** TO BE DONE **
Set down each record exactly as written.

[Dataset rows]
#####

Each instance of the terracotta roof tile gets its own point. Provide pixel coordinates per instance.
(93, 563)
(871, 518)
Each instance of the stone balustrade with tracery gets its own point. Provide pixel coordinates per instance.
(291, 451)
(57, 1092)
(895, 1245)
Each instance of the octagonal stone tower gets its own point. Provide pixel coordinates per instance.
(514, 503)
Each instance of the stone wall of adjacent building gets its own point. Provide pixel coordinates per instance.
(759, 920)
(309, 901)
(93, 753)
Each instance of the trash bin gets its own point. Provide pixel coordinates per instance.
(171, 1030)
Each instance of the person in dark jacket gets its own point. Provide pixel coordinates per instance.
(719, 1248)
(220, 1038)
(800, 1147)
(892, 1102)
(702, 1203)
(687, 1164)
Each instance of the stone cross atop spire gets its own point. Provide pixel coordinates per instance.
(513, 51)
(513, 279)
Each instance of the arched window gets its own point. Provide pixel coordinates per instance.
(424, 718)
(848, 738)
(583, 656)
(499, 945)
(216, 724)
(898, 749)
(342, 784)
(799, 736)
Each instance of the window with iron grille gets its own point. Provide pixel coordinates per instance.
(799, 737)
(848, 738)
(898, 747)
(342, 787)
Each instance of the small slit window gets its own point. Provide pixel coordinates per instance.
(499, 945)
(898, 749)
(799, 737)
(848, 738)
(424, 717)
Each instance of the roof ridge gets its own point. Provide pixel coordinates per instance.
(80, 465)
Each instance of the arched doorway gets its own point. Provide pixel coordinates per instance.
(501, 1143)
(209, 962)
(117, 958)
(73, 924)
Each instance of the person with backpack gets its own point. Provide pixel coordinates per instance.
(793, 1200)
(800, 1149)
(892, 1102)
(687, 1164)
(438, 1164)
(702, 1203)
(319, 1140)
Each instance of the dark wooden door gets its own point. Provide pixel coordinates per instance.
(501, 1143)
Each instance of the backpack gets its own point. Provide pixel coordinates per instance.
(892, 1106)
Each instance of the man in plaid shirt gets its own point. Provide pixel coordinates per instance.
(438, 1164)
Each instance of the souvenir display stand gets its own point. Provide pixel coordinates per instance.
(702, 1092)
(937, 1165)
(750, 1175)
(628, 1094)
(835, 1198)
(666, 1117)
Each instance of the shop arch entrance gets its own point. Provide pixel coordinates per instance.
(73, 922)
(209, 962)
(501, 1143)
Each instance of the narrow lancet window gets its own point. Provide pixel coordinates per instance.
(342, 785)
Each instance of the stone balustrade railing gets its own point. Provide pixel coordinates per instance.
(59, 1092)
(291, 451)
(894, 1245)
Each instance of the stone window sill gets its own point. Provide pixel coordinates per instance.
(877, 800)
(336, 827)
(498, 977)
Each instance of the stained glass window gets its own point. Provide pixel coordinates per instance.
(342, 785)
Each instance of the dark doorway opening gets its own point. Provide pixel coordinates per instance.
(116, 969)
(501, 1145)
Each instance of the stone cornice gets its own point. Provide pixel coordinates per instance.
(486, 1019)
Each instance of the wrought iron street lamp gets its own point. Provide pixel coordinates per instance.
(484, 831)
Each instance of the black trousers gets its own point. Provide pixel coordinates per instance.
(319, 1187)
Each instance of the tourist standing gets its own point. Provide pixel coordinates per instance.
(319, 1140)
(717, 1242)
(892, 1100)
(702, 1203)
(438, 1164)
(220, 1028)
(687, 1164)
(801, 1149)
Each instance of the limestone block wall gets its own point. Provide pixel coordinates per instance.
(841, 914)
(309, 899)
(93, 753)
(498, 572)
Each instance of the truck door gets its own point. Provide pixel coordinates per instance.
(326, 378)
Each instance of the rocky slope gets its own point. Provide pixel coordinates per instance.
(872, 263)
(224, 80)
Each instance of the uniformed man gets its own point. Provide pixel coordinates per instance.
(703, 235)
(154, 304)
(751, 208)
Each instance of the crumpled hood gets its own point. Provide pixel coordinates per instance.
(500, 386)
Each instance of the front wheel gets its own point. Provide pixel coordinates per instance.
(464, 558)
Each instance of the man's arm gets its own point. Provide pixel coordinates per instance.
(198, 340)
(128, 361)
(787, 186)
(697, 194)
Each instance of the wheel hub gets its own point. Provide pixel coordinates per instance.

#####

** COMPLETE RESPONSE **
Each instance of the terracotta roof tile gets its own point. Provide pixel coordinates per instance.
(93, 563)
(871, 518)
Each instance of the stone balustrade with tracery gets its own point. Provide pixel coordinates per instance.
(291, 451)
(57, 1092)
(895, 1245)
Each instance of the octagonal stone tower gets its own point. Provide pixel coordinates per instance.
(514, 503)
Each instance of the stone wall of adjacent building gets its own point. Provide pixel coordinates per instance.
(759, 920)
(309, 901)
(93, 753)
Each instance of the trash bin gets its own point. Provide pixel coordinates per instance.
(171, 1030)
Each instance of the person in dark jacket gets its own point. Provide pixel coordinates per instance.
(719, 1248)
(220, 1038)
(800, 1147)
(892, 1102)
(702, 1203)
(687, 1164)
Each instance of the stone cross atop spire gets its own point. Provide pixel coordinates per instance.
(513, 51)
(513, 279)
Each instance of the arched window gets its own point. Provide pixel coordinates per instance.
(424, 718)
(848, 738)
(583, 656)
(499, 945)
(216, 724)
(898, 749)
(342, 784)
(799, 736)
Each instance of the window with iron grille gets its own point. Provide pixel coordinates per instance.
(799, 737)
(848, 738)
(898, 747)
(342, 787)
Each instance of the small slit window gets its own point. Provide pixel coordinates per instance.
(499, 945)
(898, 749)
(799, 737)
(848, 738)
(424, 717)
Each instance of the roof ridge gets its own point. Provide pixel coordinates per instance.
(80, 465)
Each instance of the arched doorway gets its own point. Provide pixel coordinates per instance.
(501, 1143)
(209, 962)
(117, 958)
(73, 924)
Each instance of the person with backpack gets its own point. Provide pixel coordinates per instance.
(793, 1200)
(800, 1149)
(892, 1102)
(687, 1164)
(438, 1164)
(702, 1203)
(319, 1140)
Each instance of the dark wooden door gets its own point. Provide pixel coordinates per instance.
(501, 1143)
Each instance of the backpack gets its own point. Provide pixel coordinates per instance.
(892, 1106)
Each instance of the man in plaid shirt gets its own point. Provide pixel coordinates per instance.
(438, 1164)
Each instance of the souvenir display stand gets its own point. Provide pixel coordinates per instance.
(702, 1092)
(937, 1165)
(750, 1175)
(628, 1094)
(835, 1198)
(666, 1117)
Each instance of the shop arch entrance gets its own point. Provide pixel coordinates per instance.
(73, 922)
(209, 962)
(501, 1143)
Each instance of the narrow lancet window gets its own point. Provide pixel coordinates per instance.
(342, 785)
Each instance of the stone balustrade railing gets its own point. Provide pixel coordinates per instance.
(59, 1092)
(291, 451)
(894, 1245)
Each instance of the stone window sill gets its own point. Provide pixel coordinates per instance.
(877, 800)
(336, 827)
(498, 977)
Each instance of the stained glass window gets its own point. Provide pixel coordinates per instance.
(342, 785)
Each instance of the dark doorway opening gets its own point. Provide pixel coordinates per instance.
(116, 969)
(501, 1145)
Each instance of the stone cornice gets its own point. Provide pixel coordinates per instance.
(486, 1019)
Each instance of the wrought iron street lamp gets its own point. Provide pixel coordinates per instance.
(484, 831)
Each instance of the black trousers gets its own point. Provide pixel coordinates per instance.
(319, 1187)
Each instance of the tourist standing gets its own point. Provide pixel coordinates per instance.
(319, 1140)
(717, 1242)
(892, 1100)
(702, 1203)
(438, 1164)
(220, 1028)
(687, 1164)
(801, 1149)
Each instance of the limestone block wall gets its own point. Provide pixel coordinates per instance.
(841, 914)
(309, 899)
(93, 753)
(498, 572)
Each instance of the truck door gets its own point. Provide pixel coordinates per instance.
(326, 378)
Each instance of the rocky slope gets its own point. Provide pixel coordinates per instance.
(872, 263)
(224, 80)
Each instance of the uniformed man gets its own point. Provide pixel coordinates per instance.
(703, 235)
(154, 304)
(751, 208)
Each instance of the crumpled hood gets its own point. Provide pixel coordinates per instance.
(500, 386)
Each instance of the front wheel gets its own point. Provide pixel coordinates per instance.
(464, 558)
Each instance of the man's arm gets its own point. Provide pixel coordinates per instance.
(198, 340)
(128, 361)
(787, 186)
(697, 194)
Each instance of the wheel hub gets its own point. Provide pixel coordinates per instance.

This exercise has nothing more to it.